<<<<

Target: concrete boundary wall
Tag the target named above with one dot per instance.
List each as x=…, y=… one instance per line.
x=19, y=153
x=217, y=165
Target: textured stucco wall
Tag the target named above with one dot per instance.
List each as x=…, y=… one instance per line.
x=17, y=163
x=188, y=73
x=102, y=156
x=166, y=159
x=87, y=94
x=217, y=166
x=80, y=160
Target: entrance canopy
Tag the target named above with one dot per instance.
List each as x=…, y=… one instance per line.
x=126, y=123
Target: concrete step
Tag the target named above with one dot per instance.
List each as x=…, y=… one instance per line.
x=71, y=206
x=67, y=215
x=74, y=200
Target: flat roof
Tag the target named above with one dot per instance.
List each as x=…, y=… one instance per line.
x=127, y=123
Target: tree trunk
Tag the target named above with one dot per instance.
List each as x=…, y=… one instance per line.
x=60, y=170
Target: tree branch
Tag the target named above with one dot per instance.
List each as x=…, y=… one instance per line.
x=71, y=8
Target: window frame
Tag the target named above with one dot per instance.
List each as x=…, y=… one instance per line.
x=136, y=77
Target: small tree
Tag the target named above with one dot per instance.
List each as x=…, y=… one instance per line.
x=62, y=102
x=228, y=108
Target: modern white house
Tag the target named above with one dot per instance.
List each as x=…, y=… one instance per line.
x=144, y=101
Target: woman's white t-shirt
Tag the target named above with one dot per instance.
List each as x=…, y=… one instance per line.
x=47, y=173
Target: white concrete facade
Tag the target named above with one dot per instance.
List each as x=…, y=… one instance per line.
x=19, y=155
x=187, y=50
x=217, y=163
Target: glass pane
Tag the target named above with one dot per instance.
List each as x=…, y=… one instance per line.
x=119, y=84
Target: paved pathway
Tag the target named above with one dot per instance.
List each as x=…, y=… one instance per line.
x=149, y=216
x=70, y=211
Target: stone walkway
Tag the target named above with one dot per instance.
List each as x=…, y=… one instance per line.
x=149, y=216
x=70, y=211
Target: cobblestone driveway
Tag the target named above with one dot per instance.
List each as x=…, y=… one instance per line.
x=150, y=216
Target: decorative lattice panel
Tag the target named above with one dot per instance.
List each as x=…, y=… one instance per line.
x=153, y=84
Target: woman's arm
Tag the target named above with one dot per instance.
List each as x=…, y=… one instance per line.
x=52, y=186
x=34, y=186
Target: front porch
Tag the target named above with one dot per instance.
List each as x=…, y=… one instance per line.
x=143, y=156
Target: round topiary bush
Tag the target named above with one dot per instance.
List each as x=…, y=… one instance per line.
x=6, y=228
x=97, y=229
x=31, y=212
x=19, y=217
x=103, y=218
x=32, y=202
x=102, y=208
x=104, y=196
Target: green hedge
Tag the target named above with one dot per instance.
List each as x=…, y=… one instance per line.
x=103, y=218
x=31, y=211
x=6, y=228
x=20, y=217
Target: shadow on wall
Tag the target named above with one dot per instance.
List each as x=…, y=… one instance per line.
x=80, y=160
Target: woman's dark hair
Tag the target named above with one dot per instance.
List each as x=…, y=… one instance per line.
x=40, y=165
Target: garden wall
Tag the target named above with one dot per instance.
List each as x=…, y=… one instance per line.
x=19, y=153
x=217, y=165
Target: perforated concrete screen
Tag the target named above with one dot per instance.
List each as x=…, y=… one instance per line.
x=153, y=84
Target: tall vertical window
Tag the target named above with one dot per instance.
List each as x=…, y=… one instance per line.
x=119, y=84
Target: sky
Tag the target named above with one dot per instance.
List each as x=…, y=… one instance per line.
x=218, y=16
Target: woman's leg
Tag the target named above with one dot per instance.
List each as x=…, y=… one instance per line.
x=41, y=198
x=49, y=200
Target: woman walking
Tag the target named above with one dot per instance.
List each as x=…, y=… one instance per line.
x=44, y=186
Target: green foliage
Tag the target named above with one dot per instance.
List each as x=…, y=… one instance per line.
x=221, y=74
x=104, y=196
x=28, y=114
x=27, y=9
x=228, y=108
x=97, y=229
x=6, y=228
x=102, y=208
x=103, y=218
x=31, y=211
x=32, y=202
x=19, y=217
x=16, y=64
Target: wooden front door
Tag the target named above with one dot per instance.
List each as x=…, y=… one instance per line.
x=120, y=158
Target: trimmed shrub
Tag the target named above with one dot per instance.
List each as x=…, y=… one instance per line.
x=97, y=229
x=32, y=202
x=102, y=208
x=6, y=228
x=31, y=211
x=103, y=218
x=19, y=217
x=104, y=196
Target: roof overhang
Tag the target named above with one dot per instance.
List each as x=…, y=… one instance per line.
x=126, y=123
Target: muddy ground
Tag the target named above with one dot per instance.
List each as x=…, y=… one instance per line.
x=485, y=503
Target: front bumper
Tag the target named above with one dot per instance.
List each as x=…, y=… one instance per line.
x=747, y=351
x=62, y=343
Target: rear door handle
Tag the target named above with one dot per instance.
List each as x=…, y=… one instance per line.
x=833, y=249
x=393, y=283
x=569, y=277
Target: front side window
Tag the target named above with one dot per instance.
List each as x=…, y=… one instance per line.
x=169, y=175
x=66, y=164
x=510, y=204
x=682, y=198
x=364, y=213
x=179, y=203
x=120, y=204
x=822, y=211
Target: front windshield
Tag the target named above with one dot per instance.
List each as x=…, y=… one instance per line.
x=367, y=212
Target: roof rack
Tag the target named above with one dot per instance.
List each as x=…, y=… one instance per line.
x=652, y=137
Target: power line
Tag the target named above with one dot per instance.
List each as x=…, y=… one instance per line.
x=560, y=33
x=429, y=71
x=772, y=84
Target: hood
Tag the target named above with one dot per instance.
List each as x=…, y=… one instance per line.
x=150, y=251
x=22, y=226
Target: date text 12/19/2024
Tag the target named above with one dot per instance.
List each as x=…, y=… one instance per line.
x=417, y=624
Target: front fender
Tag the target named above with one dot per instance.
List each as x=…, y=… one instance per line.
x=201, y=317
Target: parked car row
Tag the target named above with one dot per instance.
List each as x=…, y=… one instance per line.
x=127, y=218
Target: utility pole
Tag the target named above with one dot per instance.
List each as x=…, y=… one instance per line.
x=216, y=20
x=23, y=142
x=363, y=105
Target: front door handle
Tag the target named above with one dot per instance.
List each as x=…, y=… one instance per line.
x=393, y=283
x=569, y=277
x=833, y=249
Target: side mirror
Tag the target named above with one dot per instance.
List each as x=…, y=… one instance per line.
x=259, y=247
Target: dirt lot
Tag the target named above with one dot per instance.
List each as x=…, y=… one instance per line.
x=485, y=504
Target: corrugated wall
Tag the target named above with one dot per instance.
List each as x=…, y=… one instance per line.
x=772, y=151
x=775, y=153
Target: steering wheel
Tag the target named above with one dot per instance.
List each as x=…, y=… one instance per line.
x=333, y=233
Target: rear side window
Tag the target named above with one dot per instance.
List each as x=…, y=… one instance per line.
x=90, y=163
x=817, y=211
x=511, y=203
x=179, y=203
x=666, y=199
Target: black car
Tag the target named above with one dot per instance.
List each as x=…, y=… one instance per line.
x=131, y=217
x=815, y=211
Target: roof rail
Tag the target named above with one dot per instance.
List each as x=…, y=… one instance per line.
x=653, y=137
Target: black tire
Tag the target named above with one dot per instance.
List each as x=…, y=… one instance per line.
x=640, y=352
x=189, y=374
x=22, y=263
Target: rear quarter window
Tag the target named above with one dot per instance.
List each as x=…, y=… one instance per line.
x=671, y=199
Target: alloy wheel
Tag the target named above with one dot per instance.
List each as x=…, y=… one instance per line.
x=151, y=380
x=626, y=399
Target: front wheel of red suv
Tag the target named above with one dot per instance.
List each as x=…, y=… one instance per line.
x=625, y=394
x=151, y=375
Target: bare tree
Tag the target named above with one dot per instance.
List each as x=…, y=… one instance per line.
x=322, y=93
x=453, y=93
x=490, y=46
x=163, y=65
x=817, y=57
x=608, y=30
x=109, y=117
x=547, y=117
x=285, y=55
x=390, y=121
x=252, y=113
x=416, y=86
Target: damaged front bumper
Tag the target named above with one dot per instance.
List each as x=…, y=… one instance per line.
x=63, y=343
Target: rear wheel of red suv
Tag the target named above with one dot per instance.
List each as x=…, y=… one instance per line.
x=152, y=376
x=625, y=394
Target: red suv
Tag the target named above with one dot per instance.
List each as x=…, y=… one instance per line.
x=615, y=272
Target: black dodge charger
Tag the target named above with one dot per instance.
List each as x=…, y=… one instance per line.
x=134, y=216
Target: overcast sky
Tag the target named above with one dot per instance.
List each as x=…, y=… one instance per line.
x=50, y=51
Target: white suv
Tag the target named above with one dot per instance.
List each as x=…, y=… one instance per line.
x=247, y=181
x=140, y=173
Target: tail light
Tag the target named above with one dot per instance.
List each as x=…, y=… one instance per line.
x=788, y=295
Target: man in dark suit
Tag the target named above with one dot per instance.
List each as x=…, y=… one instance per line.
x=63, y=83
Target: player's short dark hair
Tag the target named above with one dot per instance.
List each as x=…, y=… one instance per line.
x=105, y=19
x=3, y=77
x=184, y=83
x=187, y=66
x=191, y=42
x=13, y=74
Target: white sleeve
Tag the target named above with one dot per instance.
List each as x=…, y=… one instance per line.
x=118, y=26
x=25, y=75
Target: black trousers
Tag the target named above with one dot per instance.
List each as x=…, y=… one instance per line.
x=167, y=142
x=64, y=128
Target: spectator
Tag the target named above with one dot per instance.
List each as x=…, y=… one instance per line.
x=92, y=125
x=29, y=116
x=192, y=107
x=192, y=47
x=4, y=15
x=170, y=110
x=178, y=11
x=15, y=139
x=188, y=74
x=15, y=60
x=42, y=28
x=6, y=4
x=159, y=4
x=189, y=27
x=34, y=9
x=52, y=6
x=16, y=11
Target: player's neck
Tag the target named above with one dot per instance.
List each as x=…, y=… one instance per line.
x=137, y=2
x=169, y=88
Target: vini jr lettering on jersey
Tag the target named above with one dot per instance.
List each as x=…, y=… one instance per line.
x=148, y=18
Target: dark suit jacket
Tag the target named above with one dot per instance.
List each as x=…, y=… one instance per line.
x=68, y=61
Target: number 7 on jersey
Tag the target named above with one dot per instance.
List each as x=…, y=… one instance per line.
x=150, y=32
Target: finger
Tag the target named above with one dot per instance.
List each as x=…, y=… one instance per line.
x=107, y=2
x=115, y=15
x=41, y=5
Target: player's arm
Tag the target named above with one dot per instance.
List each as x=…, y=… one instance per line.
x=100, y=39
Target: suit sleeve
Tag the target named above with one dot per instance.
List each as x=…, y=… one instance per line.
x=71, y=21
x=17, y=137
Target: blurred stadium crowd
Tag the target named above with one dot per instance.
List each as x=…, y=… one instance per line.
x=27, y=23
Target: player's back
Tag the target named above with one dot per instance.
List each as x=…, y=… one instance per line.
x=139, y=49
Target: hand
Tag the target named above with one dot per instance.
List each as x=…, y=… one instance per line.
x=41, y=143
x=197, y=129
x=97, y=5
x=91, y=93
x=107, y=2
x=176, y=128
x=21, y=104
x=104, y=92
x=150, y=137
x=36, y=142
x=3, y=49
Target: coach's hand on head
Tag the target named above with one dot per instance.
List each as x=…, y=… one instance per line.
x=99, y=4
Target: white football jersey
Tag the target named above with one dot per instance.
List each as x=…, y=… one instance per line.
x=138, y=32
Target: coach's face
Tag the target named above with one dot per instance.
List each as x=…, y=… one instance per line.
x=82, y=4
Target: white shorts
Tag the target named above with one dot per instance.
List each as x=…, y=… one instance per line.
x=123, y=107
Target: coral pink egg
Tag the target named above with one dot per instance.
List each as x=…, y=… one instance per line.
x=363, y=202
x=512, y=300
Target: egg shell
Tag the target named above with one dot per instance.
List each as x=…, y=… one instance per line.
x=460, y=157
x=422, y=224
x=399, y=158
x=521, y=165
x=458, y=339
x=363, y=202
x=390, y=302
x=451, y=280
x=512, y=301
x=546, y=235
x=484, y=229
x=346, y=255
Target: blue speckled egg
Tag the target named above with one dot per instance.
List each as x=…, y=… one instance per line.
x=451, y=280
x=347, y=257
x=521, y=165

>>>>

--- Aim of the exercise ---
Return all lines in the data that include the word "side".

--- Your solution ---
Target: front side window
Target: side mirror
Target: rear side window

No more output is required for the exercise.